>> START Page

Also, while one kid was a joy, the other one kept saying things like, “Rollie, why does your Mom drive so slow?” and “My Mom’s car is faster than yours” and I know it is not a sign of maturity that I wanted to tell the kid to shut the fuck up before I kicked his mom’s ass. Instead, I made myself feel better by telling him in a sweet voice, that “Yes, I think your mom is fast.”

Phew! I’m Back.

Monday, April 9th, 2007

You might be wondering what happened to me. Spring Break happened to me. Rollie had a week off from school, so we took the kids and went to the Lake for a week. It was nice, at least for a day or two, then it was freezing. Anyway, we got back yesterday and I am just getting back into the swing of things, but thought I’d let anybody who cares know that I didn’t die or anything. I just spent a week with the family.

Oh, and I didn’t get on a computer for seven whole days. Kind of refreshing to remember what it is like to live unwired for a week. I read, I cleaned house. I took a few walks. I sat in the yard and watched the moon rise. I drank not as much as one might think I would.

Of course, it was so cold that I also watched a shit load of television and somehow got addicted to a show about working on Alaskan crab boats.

>> END Page
>> START Supplied entries

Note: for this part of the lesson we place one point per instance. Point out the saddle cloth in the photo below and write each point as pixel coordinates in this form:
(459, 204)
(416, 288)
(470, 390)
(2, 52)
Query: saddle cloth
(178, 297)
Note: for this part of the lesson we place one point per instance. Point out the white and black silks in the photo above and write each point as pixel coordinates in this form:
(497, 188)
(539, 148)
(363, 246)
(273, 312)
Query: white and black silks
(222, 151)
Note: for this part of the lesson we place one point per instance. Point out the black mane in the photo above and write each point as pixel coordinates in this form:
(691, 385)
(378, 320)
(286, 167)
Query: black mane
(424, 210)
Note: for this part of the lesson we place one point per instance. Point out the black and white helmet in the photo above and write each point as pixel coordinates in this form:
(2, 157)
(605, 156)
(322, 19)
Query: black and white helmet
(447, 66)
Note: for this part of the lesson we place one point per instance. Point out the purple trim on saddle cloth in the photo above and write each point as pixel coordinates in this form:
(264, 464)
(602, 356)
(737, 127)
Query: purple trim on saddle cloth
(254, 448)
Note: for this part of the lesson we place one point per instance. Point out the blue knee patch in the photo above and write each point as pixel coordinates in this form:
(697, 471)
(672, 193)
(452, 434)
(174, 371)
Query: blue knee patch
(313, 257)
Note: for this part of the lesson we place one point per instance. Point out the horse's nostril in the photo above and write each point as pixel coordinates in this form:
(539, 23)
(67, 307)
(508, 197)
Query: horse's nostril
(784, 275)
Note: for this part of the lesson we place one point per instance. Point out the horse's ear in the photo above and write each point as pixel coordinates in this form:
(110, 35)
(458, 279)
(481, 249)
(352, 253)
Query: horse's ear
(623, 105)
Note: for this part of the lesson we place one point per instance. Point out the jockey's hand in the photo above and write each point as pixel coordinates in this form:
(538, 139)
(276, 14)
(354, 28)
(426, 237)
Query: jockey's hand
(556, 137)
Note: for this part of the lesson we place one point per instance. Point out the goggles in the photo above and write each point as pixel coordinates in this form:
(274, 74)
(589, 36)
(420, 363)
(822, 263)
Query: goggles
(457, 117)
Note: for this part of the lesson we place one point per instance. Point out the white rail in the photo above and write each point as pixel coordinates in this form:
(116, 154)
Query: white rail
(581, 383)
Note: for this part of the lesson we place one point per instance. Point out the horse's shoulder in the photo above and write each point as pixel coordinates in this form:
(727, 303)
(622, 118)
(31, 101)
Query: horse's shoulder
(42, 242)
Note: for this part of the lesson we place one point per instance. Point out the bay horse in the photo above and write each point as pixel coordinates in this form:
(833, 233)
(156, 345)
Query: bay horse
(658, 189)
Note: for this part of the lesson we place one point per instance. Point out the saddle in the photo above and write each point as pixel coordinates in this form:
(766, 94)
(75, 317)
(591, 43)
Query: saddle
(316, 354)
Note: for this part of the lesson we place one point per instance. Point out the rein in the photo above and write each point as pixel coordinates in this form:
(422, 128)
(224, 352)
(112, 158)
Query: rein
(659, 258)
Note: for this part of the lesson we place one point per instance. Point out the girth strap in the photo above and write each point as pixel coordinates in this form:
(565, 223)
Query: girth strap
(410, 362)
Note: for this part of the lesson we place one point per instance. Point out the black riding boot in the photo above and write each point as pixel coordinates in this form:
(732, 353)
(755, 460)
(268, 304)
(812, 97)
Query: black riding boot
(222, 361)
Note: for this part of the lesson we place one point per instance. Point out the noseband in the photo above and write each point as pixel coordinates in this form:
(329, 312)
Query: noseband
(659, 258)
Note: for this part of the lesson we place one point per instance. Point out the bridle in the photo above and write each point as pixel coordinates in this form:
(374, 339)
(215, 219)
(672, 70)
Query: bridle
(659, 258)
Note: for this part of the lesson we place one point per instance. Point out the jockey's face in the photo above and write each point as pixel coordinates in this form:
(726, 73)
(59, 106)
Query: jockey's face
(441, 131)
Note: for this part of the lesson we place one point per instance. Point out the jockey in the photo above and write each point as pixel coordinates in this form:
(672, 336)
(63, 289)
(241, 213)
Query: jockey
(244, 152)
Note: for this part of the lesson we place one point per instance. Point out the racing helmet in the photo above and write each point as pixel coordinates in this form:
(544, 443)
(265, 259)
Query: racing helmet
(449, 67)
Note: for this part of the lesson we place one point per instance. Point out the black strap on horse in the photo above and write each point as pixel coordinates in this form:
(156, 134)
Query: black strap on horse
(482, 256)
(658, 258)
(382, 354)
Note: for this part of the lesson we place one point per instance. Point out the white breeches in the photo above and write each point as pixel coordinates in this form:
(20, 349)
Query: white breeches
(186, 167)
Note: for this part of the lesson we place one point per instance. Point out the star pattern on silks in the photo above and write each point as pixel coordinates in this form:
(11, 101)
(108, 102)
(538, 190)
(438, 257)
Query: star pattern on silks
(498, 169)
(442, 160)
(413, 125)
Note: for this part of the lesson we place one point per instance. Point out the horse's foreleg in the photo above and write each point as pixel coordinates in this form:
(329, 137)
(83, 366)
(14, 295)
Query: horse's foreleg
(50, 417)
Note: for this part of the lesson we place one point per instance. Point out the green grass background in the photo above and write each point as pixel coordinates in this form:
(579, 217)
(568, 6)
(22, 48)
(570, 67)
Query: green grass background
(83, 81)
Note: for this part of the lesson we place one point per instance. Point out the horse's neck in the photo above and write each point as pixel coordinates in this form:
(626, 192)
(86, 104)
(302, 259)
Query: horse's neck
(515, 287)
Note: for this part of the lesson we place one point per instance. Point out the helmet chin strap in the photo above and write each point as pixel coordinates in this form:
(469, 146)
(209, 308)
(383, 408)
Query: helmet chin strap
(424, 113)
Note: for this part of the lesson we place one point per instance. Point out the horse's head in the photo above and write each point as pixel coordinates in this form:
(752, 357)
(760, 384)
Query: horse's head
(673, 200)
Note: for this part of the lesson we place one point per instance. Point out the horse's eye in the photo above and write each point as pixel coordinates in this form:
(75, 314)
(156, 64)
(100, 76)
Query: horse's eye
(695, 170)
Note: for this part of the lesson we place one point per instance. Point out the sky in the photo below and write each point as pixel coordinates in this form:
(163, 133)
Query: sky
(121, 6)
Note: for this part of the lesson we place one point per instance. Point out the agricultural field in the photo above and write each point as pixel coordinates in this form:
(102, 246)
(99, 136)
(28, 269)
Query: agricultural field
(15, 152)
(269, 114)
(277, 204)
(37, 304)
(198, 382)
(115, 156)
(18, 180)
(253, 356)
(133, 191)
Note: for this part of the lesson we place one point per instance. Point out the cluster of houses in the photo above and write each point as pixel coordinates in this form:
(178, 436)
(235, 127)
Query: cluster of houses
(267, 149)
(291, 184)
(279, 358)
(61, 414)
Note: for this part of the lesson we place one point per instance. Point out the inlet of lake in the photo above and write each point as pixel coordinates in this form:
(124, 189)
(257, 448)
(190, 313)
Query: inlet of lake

>> END Supplied entries

Problem: According to the blog post, how long did the writer go without getting on a computer?

Task result: Seven whole days.